Michel Benoit, Daniel Marguerat et Jésus : un article en Suisse.

          Lu dans Le Matin Dimanche, Genève, 21 Déc. 2008 :

                    Le Vatican dit-il la vérité ?

           Mode : Les églises se vident, sauf à Noël et à Pâques, et pourtant les libraires n’ont jamais autant vendu de livres sur le Christ. Pour la première fois depuis vingt siècles, cette figure a complètement échappé au contrôle des religieux et vit une nouvelle existence romanesque. Faut-il s’en réjouir ? Et quelles seront les conséquences de ce phénomène pour la chrétienté ?

                                     (par Jocelyn ROCHAT)

Après 17 siècles de contrôle féroce, le Christ a fini par échapper à la surveillance jalouse des Églises. Progressivement récupéré par les historiens dès 1778, Jésus est désormais tombé dans le domaine public. Le voici même, selon la formule de l’historien Michel Benoît, « devenu un people », comme Nicolas Sarkosy ou Paris Hilton.
          Grâce, ou à cause de Dan Brown et de son « Da Vinci Code« , on s’interroge sur la vie sexuelle de Jésus (a-t-il épousé Marie-Madeleine, lui a-t-il fait un enfant ?). Grâce, ou à cause de Mel Gibson, nous avons vu sur écran géant les détails les plus sanglants de sa Passion.

          La montre de Jésus

« Et si Jésus avait porté une montre comme notre président, on voudrait en connaître la marque », ironise le Français Michel Benoît. Pourtant l’historien est très loin de regretter cet intérêt pour le Jésus people. « Nous assistons à un phénomène nouveau. A travers des films et des romans à succès, un vaste public s’habitue à entendre parler de Jésus autrement, et il en redemande.

          A l’entendre, cette curiosité des foules pour un Jésus plus intime serait « une bonne nouvelle. Même si les réponses des romanciers ou des scénaristes sont souvent simplistes ou mensongères, ces nouveaux récits posent quand même la bonne question au grand public : qui était ce Jésus, sur lequel s’est construite l’identité culturelle de l’Occident ?Désormais, les gens se sentent autorisés à réclamer un droit d’inventaire, sans tabou. On peut s’interroger sur tout, et on ne se prive pas »

CONSIGNE →
Pour chaque affirmation, dites par oui ou par non si elle concorde avec le texte fourni, puis citez textuellement les mots qui en décident. (a) Jésus a été progressivement récupéré par les historiens à partir de 1778. (b) Michel Benoît regrette l’intérêt du public pour le Jésus people. (c) Le texte a paru dans Le Matin Dimanche le 21 décembre 2008. Appuyez-vous uniquement sur le texte fourni.

LIGNES →
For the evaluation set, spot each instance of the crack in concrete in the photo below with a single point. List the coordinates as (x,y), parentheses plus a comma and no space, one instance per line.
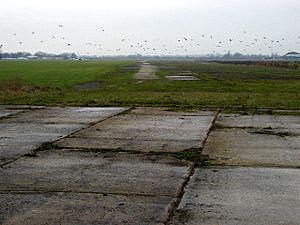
(175,204)
(34,151)
(79,192)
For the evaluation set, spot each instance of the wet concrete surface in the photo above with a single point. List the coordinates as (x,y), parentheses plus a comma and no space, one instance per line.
(95,172)
(17,139)
(22,132)
(71,187)
(241,196)
(259,140)
(81,209)
(67,115)
(146,72)
(5,111)
(88,179)
(259,121)
(146,130)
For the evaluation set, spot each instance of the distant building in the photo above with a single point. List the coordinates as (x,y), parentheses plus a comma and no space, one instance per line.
(292,56)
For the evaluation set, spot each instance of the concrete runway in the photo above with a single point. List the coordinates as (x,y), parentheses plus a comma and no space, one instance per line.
(77,165)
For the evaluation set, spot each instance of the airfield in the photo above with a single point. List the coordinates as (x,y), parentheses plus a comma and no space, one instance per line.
(218,145)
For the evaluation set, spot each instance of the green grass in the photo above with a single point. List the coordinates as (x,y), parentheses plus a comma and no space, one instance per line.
(232,87)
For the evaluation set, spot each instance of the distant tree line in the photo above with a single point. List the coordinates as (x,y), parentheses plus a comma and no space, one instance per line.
(37,55)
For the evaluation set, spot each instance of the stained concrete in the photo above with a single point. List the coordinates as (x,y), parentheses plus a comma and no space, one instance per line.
(71,187)
(81,209)
(146,72)
(23,132)
(17,139)
(95,172)
(241,196)
(4,111)
(145,130)
(242,147)
(255,140)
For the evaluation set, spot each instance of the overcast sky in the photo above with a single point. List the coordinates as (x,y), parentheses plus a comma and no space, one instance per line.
(150,27)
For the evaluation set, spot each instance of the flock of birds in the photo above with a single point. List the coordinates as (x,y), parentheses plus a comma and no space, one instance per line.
(147,47)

RÉSULTAT OBTENU →
(a) Oui : « Progressivement récupéré par les historiens dès 1778 ».
(b) Non : « l’historien est très loin de regretter cet intérêt pour le Jésus people ».
(c) Oui : « Lu dans Le Matin Dimanche, Genève, 21 Déc. 2008 ».